## PASSAGE
Sunday 20 December 2009

"Adolescence" - W H Auden

The previous poems I have considered have all given up their meanings quite easily. Their appeal has been either the way they say something (as with One Art or the multiple meanings of a single complicated metaphor (as with No Second Troy).

WIth this poem I want to examine the idea of poetry as a crossword puzzle, or a detective story. It can force you to grapple for a meaning and, in doing so, stimulate complex thoughts along the way.

TEXT

By landscape reminded once of his mother's figure
The mountain heights he remembers get bigger and bigger:
With the finest of mapping pens he fondly traces
All the family names on the familiar places.

Among green pastures straying he walks by still waters; 5
Surely a swan he seems to earth's unwise daughters,
Bending a beautiful head, worshipping not lying,
'Dear' the dear beak in the dear concha crying.

Under the trees the summer bands were playing;
'Dear boy, be brave as these roots', he heard them saying: 10
Carries the good news gladly to a world in danger,
Is really to argue, he smiles, with any stranger.

And yet this prophet, homing the day is ended,
Receives odd welcome from the country he so defended:
The band roars "Coward, Coward', in his human fever. 15
The giantess shuffles nearer, cries 'Deceiver'.

ANALYSIS

The striking thing about this poem is that a meaning doesn't emerge on a first, or even a second or third, reading. A process of logical analysis is needed to extract anything. Some will find that annoying. Others will find it stimulating. Let's go through that analysis by considering some of the key images in detail.

(Extracted records)

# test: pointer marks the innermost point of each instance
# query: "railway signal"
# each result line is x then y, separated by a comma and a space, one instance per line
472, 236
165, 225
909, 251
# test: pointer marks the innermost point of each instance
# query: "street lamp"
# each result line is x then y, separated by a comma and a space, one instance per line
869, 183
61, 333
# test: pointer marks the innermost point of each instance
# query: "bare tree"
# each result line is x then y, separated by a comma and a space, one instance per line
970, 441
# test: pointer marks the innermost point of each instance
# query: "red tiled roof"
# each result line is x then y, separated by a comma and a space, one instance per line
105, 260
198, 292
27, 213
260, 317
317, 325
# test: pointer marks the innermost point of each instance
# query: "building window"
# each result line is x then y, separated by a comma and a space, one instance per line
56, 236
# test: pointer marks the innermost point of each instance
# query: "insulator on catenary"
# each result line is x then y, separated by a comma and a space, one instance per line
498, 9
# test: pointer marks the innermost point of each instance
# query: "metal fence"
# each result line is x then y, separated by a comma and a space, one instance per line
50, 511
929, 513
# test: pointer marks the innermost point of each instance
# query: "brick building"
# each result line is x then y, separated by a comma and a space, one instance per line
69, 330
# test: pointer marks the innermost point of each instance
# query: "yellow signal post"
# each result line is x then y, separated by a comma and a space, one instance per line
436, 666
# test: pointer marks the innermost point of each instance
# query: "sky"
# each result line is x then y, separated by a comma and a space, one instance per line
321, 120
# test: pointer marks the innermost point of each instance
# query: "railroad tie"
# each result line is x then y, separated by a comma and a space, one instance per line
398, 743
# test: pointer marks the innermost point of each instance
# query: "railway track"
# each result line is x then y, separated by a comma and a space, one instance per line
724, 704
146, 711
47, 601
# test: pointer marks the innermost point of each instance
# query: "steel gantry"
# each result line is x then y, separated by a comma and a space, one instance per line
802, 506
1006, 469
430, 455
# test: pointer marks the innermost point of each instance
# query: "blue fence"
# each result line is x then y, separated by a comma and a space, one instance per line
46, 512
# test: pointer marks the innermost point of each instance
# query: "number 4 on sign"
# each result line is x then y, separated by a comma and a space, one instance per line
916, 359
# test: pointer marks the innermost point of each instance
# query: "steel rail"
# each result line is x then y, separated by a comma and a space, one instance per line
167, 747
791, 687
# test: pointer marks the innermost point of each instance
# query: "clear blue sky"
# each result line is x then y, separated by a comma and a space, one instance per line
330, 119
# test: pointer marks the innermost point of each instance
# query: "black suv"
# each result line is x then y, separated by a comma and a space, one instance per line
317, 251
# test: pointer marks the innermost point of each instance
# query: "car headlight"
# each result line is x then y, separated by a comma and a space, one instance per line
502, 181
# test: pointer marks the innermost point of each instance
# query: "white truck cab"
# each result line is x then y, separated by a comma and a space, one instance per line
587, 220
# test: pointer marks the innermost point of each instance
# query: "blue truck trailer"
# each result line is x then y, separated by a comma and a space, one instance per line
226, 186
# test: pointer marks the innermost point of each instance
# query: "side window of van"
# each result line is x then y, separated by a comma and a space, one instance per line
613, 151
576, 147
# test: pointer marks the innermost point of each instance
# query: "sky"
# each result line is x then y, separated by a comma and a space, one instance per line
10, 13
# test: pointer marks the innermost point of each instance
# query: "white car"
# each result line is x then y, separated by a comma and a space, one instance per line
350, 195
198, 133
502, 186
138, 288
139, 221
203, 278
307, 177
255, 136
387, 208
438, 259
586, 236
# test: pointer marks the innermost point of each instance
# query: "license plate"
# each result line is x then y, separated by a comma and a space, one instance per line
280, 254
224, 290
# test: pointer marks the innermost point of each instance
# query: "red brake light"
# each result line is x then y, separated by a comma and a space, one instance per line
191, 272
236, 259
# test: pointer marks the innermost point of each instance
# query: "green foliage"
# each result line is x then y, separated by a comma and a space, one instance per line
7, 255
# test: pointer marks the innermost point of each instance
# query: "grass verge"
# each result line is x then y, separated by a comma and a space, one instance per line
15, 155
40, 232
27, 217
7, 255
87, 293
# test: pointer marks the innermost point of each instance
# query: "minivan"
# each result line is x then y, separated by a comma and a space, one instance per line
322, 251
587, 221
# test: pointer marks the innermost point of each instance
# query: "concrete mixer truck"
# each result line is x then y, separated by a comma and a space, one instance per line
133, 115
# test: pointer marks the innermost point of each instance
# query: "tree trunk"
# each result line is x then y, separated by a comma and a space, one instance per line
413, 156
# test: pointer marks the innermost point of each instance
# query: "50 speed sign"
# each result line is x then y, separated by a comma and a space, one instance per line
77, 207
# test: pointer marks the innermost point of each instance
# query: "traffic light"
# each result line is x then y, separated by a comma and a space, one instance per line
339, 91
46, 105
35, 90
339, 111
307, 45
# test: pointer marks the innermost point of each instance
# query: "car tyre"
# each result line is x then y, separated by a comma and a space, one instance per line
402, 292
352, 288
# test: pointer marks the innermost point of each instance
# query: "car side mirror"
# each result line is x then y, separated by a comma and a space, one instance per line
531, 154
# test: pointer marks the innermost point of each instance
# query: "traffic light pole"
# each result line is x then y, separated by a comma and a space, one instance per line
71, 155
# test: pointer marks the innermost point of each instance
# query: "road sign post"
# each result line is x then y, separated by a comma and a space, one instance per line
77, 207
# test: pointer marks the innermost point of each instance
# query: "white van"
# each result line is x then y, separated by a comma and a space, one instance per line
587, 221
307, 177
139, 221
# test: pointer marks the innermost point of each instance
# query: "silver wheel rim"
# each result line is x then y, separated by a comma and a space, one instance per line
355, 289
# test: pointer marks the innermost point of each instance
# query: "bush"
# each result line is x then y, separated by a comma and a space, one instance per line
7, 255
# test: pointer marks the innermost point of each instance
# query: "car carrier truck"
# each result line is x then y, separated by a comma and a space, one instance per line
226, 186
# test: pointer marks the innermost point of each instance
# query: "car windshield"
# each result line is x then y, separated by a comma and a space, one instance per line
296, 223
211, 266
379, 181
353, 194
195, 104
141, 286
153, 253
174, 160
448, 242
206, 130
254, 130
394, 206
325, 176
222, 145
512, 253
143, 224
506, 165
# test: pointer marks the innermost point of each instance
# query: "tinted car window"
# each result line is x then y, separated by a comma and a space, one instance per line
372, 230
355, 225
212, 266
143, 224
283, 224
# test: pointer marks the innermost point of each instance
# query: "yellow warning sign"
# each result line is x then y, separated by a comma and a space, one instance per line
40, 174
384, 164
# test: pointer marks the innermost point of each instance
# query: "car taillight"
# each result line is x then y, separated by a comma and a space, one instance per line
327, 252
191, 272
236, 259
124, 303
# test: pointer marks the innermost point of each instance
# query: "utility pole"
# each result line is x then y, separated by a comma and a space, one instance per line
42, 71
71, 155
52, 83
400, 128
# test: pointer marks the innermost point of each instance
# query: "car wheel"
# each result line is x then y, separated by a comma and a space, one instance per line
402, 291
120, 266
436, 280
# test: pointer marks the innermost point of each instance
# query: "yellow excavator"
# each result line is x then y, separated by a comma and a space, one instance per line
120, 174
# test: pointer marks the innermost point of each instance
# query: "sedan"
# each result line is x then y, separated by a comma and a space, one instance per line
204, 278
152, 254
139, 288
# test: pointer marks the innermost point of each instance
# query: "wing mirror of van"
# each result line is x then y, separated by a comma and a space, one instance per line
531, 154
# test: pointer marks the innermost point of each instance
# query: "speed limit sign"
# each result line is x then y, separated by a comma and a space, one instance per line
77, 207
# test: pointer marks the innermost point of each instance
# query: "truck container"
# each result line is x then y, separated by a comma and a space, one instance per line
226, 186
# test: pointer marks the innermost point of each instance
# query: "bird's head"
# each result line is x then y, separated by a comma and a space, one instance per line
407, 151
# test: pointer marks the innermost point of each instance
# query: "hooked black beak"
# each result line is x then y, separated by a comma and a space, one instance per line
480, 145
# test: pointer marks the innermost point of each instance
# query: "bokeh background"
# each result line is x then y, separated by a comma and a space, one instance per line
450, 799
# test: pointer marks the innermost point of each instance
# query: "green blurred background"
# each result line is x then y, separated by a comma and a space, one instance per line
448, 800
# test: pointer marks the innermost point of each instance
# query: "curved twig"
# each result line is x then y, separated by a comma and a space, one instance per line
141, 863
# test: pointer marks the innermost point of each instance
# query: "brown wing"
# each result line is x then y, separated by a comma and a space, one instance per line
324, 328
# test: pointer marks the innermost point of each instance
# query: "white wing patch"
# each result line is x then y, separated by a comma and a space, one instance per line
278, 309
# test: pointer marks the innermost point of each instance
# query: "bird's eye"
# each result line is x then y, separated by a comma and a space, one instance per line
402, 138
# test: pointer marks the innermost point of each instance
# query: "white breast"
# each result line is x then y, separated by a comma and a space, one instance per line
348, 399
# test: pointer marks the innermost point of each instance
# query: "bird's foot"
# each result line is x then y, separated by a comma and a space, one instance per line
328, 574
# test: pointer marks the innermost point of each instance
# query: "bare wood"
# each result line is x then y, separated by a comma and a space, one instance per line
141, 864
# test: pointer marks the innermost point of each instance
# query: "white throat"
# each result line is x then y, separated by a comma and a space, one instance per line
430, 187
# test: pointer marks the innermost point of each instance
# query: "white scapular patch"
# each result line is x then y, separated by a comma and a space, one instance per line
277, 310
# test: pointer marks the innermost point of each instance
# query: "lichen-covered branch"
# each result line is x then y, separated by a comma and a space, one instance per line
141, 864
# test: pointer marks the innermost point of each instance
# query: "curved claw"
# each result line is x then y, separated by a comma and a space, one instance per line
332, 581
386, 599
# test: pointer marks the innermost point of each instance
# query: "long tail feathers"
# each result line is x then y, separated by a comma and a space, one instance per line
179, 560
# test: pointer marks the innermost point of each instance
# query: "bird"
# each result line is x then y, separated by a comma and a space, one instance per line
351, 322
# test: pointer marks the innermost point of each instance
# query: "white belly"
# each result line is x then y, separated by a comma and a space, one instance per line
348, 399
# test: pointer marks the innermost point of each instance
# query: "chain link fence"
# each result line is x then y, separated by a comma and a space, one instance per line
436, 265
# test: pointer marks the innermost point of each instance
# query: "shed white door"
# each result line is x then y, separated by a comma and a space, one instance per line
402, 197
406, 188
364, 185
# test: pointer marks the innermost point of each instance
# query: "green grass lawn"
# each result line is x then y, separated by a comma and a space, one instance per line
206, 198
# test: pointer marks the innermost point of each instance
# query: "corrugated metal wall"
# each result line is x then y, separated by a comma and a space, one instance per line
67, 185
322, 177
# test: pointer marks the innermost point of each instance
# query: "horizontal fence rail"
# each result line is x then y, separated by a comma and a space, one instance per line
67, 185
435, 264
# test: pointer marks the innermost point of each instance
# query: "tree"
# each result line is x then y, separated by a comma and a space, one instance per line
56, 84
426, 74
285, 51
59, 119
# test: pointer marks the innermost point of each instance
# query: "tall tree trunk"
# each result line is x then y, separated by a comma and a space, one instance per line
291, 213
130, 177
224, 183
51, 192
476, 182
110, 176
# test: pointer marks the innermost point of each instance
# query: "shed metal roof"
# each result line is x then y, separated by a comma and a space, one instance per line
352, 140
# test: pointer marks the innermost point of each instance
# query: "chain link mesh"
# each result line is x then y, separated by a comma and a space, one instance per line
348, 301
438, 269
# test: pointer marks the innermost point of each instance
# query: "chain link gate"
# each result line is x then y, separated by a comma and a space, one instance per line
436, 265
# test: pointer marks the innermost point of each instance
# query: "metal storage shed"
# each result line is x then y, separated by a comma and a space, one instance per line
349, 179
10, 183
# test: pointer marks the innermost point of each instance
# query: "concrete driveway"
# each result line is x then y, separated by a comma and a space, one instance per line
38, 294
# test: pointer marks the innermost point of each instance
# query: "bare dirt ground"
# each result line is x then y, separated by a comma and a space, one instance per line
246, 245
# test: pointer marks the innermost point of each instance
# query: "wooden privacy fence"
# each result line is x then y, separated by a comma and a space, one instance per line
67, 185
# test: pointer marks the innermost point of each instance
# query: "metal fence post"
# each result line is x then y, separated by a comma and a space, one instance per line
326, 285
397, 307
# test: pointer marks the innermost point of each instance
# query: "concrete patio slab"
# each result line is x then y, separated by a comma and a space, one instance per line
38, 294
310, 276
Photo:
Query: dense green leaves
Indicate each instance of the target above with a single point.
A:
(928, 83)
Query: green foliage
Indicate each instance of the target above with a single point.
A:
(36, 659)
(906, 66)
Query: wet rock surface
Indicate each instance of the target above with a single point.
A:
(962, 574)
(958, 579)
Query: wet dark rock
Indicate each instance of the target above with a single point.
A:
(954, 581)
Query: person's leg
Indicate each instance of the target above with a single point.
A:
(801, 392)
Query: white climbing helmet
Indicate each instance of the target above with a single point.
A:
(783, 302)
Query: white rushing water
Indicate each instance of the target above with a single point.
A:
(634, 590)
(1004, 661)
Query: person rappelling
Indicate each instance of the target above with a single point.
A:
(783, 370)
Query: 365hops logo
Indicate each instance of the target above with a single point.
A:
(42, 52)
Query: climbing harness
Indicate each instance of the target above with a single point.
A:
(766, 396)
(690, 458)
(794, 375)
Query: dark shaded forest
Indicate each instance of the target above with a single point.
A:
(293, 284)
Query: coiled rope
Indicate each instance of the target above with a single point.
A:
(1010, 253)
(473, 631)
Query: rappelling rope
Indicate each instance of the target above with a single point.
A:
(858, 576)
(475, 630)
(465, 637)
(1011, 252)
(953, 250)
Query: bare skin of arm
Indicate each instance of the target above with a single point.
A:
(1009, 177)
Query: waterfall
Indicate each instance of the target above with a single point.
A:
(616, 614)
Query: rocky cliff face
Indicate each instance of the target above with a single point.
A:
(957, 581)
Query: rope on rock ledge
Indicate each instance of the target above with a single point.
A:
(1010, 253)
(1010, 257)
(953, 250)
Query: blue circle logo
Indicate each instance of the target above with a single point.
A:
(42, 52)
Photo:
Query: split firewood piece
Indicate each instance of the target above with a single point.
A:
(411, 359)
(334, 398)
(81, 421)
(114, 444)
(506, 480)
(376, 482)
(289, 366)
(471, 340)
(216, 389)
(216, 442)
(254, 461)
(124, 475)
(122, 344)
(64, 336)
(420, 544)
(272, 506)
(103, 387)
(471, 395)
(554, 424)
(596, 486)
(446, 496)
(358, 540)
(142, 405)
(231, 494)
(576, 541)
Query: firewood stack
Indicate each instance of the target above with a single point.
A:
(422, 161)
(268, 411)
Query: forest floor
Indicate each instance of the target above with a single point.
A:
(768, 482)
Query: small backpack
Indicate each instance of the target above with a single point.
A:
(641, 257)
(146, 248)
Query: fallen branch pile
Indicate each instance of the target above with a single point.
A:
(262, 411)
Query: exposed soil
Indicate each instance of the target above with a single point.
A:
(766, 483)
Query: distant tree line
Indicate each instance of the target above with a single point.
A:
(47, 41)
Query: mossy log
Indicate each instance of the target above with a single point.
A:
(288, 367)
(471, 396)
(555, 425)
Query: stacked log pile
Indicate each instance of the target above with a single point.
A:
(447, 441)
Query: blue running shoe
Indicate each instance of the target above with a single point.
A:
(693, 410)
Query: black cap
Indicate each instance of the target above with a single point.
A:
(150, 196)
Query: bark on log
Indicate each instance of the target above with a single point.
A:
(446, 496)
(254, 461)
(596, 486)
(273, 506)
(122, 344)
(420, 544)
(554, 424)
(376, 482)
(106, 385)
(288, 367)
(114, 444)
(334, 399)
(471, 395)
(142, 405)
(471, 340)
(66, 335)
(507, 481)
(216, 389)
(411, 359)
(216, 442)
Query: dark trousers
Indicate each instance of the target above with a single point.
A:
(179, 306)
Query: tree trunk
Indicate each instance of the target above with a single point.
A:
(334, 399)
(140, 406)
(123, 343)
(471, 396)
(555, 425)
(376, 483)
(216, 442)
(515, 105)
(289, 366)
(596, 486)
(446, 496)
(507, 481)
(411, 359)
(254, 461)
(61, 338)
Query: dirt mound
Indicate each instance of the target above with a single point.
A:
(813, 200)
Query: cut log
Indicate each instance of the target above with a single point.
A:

## GIVEN PROBLEM 1
How many lines of the entries contain the word "metal"? Count them and give only the number.
## GIVEN PROBLEM 2
Could you resume the post on Auden's poem, picking up right after its final sentence?
These entries have no connection to the post on Auden's poem.

## RESULT 1
5

## RESULT 2
It is clear from the first stanza that landscape, family and a sense of place are central to this poem. Landscape Reminds the hero of his mother's figure perhaps both because of its gentle curves but also because he always feels a special affinity for the landscape of his childhood when he is closest to his mother. There is a clear link between family history and particular places. The first verse also brings out the idea of the strong gravitational pull that is exerted by one's place of birth and history. You might expect the hills of his youth to appear smaller as the hero grows up, but in fact they appear taller. Perhaps this is because, when he was young, it never occurred to the hero that they might be climbed: they were just features of the landscape of his youth. It is only as the hero starts to grow up and contemplates the idea of leaving home, that he realizes how tall those mountains really are.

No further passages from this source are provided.